--- REQUIRED ACTIONS ---
1 - Name every username that heads a post in the deadlift thread.
2 - Retype the deadlift thread from "There is nothing" to "a real Deadlift.".

But then I decided to try getting a full body workout by deadlifting and hang-cleaning the weight up for each set.  It feels reeeally great.  I got to 7 sets today, once I get 10 done I'm upping the weight by 10 pounds and starting over, plus I get to practice my deadlift and hang clean form.  My knees felt great throughout the lifts, as they should considering how light the weight is.  So I'm just happy about this setup overall.


----------



## gtbmed (Jul 21, 2010)

What's wrong with pulling from above the knee?  If you have a sticking point at just above the knee, strengthening your lift from that spot seems intuitive.


----------



## ANadler (Jul 21, 2010)

Hehehe, well that's the thing, my sticking point is at the bottom because I hurt my knee.  I was trying to train my posterior chain without aggravating the injury.  But don't think I have to do it that way.


----------



## brk_nemesis (Jul 22, 2010)

gtbmed said:


> What's wrong with pulling from above the knee?  If you have a sticking point at just above the knee, strengthening your lift from that spot seems intuitive.


There is nothing wrong with it if you are an experienced weight lifter. Unfortunately majority of the ppl who do it that way are not. Usually its some skinny ass kid with 4-5 plates each side, doing a 2-3 inch movement to show off to others, and thinks the movement is exactly the same as a real Deadlift.


----------

[Items from a dataset]
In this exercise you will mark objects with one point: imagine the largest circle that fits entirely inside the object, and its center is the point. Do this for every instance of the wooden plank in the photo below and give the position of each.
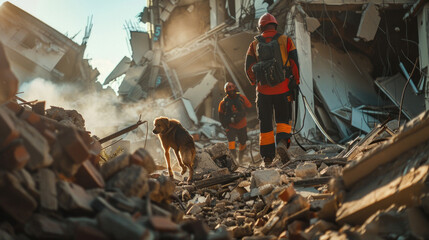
(414, 133)
(362, 204)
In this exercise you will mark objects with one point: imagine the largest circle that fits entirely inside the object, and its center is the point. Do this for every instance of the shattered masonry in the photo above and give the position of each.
(356, 57)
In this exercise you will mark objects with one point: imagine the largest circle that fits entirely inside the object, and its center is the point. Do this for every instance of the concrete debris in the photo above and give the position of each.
(262, 177)
(66, 117)
(306, 170)
(369, 183)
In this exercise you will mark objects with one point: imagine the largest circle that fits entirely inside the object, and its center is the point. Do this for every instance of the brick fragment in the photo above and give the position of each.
(14, 199)
(14, 157)
(73, 198)
(143, 158)
(48, 189)
(89, 233)
(114, 165)
(163, 224)
(132, 181)
(88, 176)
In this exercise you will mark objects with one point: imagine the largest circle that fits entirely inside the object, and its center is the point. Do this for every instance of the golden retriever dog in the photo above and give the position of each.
(171, 134)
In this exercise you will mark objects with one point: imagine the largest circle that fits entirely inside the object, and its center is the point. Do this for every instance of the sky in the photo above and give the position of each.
(108, 42)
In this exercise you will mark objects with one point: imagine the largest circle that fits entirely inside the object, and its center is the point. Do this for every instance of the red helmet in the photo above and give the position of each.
(229, 86)
(266, 19)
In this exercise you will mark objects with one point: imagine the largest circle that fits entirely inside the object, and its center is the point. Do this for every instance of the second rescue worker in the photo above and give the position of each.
(232, 115)
(272, 64)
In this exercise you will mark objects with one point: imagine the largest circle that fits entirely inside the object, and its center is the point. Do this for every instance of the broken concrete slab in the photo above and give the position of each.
(413, 134)
(8, 132)
(14, 156)
(89, 233)
(14, 199)
(69, 152)
(47, 189)
(43, 227)
(142, 158)
(132, 181)
(397, 182)
(392, 86)
(89, 177)
(306, 170)
(120, 226)
(204, 163)
(262, 177)
(217, 150)
(73, 198)
(35, 144)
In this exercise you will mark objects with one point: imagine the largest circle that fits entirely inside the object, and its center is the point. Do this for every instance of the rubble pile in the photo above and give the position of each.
(381, 194)
(51, 187)
(66, 117)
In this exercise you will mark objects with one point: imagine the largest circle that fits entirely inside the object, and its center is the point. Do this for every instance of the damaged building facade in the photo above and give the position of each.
(361, 66)
(355, 58)
(36, 50)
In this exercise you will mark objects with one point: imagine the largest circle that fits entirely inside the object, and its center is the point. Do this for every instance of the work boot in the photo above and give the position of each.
(282, 151)
(240, 156)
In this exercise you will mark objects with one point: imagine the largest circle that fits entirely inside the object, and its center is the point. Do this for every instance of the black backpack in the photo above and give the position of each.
(269, 70)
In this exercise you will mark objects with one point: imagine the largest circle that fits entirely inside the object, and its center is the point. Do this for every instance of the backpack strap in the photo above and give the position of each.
(260, 38)
(275, 37)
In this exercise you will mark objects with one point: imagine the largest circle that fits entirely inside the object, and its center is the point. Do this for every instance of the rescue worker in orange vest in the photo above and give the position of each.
(272, 65)
(232, 115)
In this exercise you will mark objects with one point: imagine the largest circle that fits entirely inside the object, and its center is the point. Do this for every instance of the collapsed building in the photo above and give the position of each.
(36, 50)
(56, 183)
(355, 58)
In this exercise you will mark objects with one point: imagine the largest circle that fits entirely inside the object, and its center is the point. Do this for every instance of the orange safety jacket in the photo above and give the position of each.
(289, 54)
(245, 103)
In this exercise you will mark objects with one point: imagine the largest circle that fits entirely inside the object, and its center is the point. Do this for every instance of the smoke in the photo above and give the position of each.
(103, 111)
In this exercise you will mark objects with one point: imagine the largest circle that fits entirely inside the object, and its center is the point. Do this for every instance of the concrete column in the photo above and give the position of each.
(303, 46)
(423, 29)
(213, 13)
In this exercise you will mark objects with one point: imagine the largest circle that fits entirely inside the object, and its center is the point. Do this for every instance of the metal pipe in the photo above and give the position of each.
(407, 76)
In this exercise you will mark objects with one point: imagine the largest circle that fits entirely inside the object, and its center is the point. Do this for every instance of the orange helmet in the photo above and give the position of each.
(266, 19)
(229, 86)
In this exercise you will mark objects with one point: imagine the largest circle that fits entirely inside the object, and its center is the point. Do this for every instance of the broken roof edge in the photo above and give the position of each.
(117, 71)
(15, 10)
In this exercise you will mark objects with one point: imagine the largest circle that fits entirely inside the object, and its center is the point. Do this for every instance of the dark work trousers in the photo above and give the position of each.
(267, 105)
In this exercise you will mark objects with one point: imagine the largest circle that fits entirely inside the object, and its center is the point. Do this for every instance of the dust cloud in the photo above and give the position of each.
(103, 111)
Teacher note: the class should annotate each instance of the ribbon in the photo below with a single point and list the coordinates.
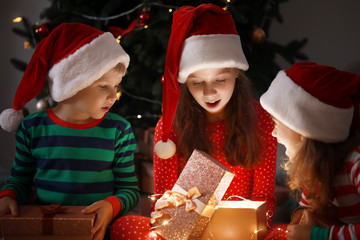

--- FINAL RESULTS ---
1 - gtbmed, ANadler, brk_nemesis

2 -
There is nothing wrong with it if you are an experienced weight lifter. Unfortunately majority of the ppl who do it that way are not. Usually its some skinny ass kid with 4-5 plates each side, doing a 2-3 inch movement to show off to others, and thinks the movement is exactly the same as a real Deadlift.